What you need to do: Count the lines of the records that contain the string "hand", treating uppercase and lowercase as different. Give only the number.

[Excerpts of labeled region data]
===
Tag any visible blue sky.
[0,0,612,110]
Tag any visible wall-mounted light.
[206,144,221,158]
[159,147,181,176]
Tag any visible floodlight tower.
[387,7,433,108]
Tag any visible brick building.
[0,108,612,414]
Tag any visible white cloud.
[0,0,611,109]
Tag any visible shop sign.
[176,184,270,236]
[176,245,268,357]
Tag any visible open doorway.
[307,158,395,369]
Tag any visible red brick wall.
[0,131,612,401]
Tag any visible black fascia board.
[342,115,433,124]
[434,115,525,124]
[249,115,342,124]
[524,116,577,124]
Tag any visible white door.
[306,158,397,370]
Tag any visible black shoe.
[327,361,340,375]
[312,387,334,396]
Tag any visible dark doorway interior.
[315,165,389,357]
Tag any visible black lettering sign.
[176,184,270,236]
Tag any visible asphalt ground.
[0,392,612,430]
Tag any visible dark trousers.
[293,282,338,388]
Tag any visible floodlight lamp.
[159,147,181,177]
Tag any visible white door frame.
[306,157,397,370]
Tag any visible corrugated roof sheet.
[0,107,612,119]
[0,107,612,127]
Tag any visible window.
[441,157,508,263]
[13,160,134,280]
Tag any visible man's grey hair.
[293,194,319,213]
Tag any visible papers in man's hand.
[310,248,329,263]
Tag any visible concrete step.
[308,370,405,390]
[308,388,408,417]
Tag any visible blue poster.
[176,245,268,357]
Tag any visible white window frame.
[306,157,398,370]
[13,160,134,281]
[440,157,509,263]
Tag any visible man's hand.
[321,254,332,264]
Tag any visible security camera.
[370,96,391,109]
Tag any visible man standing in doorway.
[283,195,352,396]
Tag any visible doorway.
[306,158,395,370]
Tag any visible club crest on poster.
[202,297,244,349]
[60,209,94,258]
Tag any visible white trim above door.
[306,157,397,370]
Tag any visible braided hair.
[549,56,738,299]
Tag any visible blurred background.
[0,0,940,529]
===
Task response: 2